- WRITTEN EXERCISE -
Only the run of lines from the one containing "of the crowd" through the last line should be returned, exactly as written.

- Records from a point labeling set -

<<<<

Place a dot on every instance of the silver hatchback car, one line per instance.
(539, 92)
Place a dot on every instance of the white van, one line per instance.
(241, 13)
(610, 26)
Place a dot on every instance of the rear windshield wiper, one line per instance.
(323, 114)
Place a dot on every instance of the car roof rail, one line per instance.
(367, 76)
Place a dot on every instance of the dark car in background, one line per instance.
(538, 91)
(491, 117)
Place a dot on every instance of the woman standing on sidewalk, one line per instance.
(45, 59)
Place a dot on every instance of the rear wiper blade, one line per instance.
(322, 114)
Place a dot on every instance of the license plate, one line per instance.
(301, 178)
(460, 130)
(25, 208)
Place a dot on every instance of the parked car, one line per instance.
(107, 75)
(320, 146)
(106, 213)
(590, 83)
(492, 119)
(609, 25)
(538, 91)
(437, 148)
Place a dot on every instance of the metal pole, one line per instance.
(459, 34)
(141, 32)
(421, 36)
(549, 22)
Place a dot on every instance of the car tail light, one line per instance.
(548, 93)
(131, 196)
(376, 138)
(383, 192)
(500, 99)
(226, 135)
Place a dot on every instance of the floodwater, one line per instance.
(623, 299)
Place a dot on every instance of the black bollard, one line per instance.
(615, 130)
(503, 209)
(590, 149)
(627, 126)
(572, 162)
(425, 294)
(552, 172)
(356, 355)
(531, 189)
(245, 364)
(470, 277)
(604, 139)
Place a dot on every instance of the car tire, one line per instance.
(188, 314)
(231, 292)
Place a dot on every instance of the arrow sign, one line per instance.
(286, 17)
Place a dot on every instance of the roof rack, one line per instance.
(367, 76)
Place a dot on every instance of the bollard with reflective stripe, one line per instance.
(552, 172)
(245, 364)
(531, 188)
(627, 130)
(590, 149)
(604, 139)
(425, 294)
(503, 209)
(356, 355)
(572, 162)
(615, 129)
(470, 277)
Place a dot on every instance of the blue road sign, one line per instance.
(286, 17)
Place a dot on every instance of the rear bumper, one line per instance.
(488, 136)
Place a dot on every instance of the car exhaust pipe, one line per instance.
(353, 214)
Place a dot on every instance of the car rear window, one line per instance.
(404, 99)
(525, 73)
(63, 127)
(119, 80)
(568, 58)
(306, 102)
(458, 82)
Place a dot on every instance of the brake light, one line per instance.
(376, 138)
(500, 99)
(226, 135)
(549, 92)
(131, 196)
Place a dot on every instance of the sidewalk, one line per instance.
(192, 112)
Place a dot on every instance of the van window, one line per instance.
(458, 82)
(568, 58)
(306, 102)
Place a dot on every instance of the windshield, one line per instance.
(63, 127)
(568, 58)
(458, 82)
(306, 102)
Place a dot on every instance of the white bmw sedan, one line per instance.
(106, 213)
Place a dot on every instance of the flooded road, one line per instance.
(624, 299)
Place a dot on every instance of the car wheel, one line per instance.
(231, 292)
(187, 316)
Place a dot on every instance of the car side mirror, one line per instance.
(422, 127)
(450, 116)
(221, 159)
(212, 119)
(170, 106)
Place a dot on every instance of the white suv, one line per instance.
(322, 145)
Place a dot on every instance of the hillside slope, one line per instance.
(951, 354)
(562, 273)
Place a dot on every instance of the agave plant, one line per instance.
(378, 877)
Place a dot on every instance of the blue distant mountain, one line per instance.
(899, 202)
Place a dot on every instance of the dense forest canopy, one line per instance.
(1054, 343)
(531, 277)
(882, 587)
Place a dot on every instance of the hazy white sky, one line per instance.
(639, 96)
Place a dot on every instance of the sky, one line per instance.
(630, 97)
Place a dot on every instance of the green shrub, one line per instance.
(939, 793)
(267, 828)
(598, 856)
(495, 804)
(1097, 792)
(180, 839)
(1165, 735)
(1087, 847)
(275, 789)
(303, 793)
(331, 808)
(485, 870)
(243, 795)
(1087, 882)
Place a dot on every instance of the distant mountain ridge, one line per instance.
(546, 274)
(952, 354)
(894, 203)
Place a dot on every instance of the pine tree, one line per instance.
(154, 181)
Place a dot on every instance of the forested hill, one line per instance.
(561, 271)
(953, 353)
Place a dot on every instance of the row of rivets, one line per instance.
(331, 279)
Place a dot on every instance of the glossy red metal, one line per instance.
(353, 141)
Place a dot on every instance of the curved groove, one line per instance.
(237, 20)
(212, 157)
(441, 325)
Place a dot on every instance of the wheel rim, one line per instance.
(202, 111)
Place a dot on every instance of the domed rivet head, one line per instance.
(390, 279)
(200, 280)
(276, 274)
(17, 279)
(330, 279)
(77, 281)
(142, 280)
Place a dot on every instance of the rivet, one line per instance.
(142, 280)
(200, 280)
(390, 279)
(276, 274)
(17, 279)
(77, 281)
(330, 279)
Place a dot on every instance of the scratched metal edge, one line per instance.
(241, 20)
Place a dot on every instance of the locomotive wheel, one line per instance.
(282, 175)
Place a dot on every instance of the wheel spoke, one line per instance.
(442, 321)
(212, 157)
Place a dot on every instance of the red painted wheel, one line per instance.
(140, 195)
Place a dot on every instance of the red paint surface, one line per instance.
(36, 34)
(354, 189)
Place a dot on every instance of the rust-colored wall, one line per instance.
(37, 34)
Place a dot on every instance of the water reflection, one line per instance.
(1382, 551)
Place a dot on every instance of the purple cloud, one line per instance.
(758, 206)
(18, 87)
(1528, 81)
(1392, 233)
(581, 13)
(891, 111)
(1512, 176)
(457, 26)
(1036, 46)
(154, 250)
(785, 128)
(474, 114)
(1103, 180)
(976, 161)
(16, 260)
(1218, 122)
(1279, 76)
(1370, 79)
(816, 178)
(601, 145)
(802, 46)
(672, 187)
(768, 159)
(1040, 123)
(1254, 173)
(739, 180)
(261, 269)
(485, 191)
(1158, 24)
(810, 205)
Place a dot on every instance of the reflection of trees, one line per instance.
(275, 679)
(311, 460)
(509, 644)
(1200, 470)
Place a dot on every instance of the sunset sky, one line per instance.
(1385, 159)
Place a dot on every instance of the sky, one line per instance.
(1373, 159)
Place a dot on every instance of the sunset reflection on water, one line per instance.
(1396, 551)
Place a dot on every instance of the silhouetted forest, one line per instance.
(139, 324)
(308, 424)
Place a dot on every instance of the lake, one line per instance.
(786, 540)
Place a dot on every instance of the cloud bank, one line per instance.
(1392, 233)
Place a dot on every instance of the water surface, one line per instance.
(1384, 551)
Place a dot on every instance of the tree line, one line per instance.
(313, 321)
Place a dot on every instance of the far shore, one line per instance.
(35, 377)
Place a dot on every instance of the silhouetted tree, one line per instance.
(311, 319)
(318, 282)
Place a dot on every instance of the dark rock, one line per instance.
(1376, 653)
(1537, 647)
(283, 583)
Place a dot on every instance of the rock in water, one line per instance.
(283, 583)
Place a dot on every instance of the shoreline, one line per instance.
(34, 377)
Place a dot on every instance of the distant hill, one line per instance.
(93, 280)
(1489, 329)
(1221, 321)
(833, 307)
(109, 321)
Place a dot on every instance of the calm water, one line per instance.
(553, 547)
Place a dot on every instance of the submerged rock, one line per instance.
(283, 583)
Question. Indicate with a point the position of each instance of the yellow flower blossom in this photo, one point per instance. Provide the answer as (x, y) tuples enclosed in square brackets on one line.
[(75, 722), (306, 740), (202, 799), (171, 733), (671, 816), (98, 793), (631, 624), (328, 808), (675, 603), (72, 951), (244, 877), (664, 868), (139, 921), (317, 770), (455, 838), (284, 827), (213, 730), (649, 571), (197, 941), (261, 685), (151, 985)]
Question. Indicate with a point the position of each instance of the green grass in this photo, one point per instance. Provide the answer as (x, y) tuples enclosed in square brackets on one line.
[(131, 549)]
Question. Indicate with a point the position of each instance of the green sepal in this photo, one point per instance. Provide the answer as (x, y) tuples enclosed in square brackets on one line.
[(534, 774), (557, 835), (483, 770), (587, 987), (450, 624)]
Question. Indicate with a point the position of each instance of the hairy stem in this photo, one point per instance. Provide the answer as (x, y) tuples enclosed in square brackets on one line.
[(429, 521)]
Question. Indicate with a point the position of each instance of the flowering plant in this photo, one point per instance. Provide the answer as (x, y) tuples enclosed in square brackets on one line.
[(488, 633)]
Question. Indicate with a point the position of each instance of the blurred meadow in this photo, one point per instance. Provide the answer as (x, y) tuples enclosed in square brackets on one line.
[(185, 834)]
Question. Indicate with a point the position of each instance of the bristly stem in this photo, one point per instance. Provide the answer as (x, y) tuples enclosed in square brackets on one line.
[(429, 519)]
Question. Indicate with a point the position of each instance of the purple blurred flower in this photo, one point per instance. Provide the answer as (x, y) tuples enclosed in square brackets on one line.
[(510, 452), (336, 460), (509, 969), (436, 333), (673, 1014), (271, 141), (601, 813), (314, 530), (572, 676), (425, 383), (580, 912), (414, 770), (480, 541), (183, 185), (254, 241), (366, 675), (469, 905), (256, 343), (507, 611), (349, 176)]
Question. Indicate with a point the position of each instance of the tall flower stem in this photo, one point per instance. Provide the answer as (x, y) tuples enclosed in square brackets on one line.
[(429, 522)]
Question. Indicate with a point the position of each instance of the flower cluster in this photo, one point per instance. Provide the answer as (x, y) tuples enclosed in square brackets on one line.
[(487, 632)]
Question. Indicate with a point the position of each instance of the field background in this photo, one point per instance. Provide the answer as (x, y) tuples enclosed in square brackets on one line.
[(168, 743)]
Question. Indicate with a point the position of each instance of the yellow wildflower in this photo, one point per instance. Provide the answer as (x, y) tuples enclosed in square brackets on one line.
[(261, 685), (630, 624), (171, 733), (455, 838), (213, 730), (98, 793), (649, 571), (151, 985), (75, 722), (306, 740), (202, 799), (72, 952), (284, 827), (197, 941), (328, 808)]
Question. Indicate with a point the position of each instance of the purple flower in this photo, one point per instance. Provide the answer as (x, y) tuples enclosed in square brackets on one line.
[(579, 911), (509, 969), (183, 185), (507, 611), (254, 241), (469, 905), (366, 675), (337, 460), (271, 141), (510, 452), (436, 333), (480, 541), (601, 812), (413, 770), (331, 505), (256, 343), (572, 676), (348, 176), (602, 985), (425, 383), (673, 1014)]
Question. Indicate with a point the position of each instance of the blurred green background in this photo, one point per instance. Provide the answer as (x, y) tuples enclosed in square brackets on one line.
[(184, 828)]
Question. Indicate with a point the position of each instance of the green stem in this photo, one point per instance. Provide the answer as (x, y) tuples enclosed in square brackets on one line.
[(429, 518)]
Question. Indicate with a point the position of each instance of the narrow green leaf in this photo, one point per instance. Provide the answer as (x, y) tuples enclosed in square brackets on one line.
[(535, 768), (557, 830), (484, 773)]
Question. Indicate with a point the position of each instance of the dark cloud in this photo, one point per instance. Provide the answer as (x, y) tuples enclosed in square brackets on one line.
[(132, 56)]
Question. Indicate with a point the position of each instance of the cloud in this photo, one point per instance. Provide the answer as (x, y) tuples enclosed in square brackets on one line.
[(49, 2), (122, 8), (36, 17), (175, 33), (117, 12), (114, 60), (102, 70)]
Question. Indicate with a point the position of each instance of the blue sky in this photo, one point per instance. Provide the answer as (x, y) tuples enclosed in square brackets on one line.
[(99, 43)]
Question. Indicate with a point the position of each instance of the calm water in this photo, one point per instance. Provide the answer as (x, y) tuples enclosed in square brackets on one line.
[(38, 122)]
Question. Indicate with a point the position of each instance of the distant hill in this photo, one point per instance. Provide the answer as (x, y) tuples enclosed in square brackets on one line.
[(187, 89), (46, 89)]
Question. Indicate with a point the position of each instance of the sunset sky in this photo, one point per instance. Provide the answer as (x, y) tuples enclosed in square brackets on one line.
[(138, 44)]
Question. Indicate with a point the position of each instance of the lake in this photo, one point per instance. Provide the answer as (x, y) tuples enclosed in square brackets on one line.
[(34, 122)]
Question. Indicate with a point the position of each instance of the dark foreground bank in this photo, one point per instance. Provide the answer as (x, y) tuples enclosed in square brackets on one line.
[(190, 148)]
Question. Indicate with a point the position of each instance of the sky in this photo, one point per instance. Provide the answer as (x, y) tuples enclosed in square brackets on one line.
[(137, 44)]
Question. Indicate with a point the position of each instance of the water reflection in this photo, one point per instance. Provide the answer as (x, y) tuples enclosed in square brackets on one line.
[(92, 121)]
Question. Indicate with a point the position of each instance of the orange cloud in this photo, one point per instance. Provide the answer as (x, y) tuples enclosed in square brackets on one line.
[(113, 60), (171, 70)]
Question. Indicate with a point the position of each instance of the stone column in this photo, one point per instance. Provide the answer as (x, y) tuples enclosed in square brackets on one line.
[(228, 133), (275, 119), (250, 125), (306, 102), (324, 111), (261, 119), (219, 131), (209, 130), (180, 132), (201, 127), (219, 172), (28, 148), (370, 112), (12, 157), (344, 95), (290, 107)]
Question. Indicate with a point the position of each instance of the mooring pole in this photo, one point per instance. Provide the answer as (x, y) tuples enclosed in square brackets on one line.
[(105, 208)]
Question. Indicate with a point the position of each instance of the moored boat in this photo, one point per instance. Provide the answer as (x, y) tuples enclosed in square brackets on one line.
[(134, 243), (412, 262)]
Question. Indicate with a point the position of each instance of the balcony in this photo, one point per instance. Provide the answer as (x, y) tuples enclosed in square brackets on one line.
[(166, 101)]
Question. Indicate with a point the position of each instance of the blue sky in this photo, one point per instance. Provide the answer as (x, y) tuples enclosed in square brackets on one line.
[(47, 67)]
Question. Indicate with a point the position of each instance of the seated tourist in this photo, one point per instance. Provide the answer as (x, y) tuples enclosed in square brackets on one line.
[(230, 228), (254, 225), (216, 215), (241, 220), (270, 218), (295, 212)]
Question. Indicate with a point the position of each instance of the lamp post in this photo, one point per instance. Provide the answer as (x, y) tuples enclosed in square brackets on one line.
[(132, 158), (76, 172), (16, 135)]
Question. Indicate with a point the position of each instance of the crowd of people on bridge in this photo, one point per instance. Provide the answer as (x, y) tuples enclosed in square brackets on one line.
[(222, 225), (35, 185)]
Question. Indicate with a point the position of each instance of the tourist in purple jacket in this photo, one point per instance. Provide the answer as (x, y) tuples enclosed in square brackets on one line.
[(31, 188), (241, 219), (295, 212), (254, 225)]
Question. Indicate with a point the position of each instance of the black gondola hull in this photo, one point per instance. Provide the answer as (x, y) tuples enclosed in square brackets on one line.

>>>>

- WRITTEN REPLY -
Question. Indicate with a point the position of each instance of the crowd of people on bridge in this photo, one point per instance. Provide the answer as (x, y) tuples enclosed in square brackets on one line.
[(222, 225), (35, 185)]
Question. Indicate with a point the position of each instance of the tourist in purple jacket in this photo, one point per instance. Provide the answer as (x, y) tuples enclosed in square brackets on one line.
[(31, 188), (241, 219), (295, 212), (254, 225)]
Question. Indicate with a point the position of each instance of the black gondola hull in this photo, one point per instance. Provide the answer as (x, y) tuples enclosed in square brackets on one line.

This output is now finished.